◆ **Text block**
"""
Sporting a stack of research she’s found on fluoride, local health advocate Maureen Logue has been busy this past week preparing for Monday night’s city council meeting.
“There’s always something new,” she said, pouring over her latest batch of findings that back up her opinion that fluoridation of the city’s drinking water isn’t the way to go.
Logue’s latest finding is in the work of Dr. Hardy Limeback – the head of the Department of Preventative Dentistry at the University of Toronto.
A former advocate for water fluoridation, Limeback reversed his stance about 10 years ago.
“After reading the evidence, he had a change of heart,” Logue explained.
“Fluoride does not need to be swallowed to be effective,” an open letter by Limeback dated about 10 years ago reads. “It is not an essential nutrient. Nor should it be considered a desirable `supplement’ for children living in non-fluoridated areas… Even if there were a systemic benefit from ingestion of fluoride, it would be miniscule and clinically irrelevant.”
"""
In the article about fluoride, what position does Hardy Limeback hold at the University of Toronto?

◆ **Stored data**
"""
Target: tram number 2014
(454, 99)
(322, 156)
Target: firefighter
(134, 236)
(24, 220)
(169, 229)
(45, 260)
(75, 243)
"""
◆ **Written answer**
He is the head of the Department of Preventative Dentistry.